Dataset entries
########

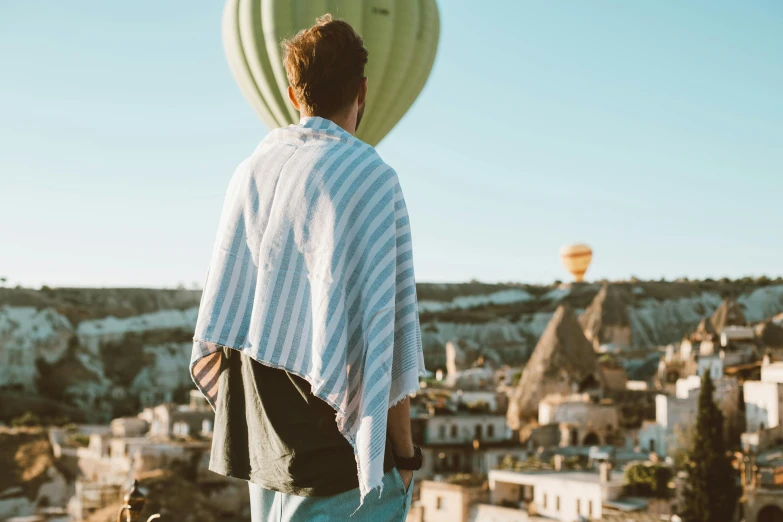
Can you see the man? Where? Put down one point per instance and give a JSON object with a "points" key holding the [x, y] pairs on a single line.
{"points": [[307, 342]]}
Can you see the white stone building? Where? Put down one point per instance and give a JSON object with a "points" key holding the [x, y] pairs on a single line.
{"points": [[563, 496], [582, 421], [675, 414]]}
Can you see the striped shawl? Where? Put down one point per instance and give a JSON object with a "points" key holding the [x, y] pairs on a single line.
{"points": [[312, 272]]}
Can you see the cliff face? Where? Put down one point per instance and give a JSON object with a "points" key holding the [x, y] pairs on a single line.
{"points": [[106, 351], [66, 347]]}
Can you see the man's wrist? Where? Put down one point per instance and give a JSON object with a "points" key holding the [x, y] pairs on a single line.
{"points": [[412, 463]]}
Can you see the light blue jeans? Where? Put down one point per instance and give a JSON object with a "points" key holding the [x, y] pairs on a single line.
{"points": [[392, 506]]}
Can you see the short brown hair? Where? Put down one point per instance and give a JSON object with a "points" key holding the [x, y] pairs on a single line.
{"points": [[325, 66]]}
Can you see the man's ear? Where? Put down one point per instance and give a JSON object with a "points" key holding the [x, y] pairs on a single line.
{"points": [[362, 92], [292, 97]]}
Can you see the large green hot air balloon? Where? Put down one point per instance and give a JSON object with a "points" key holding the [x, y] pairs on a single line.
{"points": [[401, 37]]}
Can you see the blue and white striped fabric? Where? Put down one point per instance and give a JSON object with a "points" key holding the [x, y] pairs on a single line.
{"points": [[312, 272]]}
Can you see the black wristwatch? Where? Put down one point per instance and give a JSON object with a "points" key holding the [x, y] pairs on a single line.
{"points": [[410, 463]]}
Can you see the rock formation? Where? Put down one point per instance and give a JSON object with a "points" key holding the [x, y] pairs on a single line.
{"points": [[563, 362]]}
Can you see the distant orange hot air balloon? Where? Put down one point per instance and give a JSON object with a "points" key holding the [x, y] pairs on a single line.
{"points": [[576, 259]]}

########

Transcribe every entry word for word, excluding images.

■ Solved problem:
Can you see the man? Where? Put down one point per instance and give a JSON object with a "points" key holding the [x, y] pairs on a single line.
{"points": [[307, 342]]}
Can you see the white stone building? Where? Put down one point per instance and give a JSON object with a "points" key holding the [x, y] pairs on a single line.
{"points": [[563, 496], [582, 421], [675, 414]]}
Can you see the striped shawl? Where? Put down one point per instance and give a JSON object with a "points" key holding the [x, y] pairs on a single line.
{"points": [[312, 272]]}
Can you see the cliff face? Where? Put down one point per instance and give a JSON object with a "points" key holding the [x, y] pairs on a single line.
{"points": [[106, 351], [66, 347]]}
Can you see the man's wrist? Where? Put down one point per instance and give a JSON object with a "points" key holding the [x, y] pairs on a single line.
{"points": [[412, 463]]}
Can you see the light blue jeans? Where? Put down one point per instance and give a JSON object with a "points" key holding the [x, y] pairs on a single line.
{"points": [[392, 506]]}
Can you see the short brown hair? Where? Put down one point per instance and give a JSON object with a "points" key holding the [x, y] pairs on a single line.
{"points": [[325, 66]]}
Can you see the man's ear? Where? Put down one point per instance and give a JSON object with a "points" key holding the [x, y] pairs on a single line.
{"points": [[362, 92], [292, 97]]}
Can you see the large green hot air balloon? Where? Put down one point per instance and give a JSON object with a "points" key holding the [x, y] pairs on a single line.
{"points": [[401, 37]]}
Can you see the blue and white striped fabric? Where? Put down one point per instance and give a JSON object with a "points" key holding the [x, y] pairs on a single line.
{"points": [[312, 272]]}
Can you see the black wristwatch? Where? Put down one point per instance and give a JSON object with a "points" key holding the [x, y] pairs on a single line.
{"points": [[410, 463]]}
Can you see the rock formation? Where? Put down one point per instance and give a JSON object with a "points" key holding the [x, y] pairs on a single line.
{"points": [[563, 362]]}
Can you see the distant orange hot air balloon? Where? Put down one point per instance and give a JSON object with a "points" key holding the [x, y] pairs on a single line.
{"points": [[576, 259]]}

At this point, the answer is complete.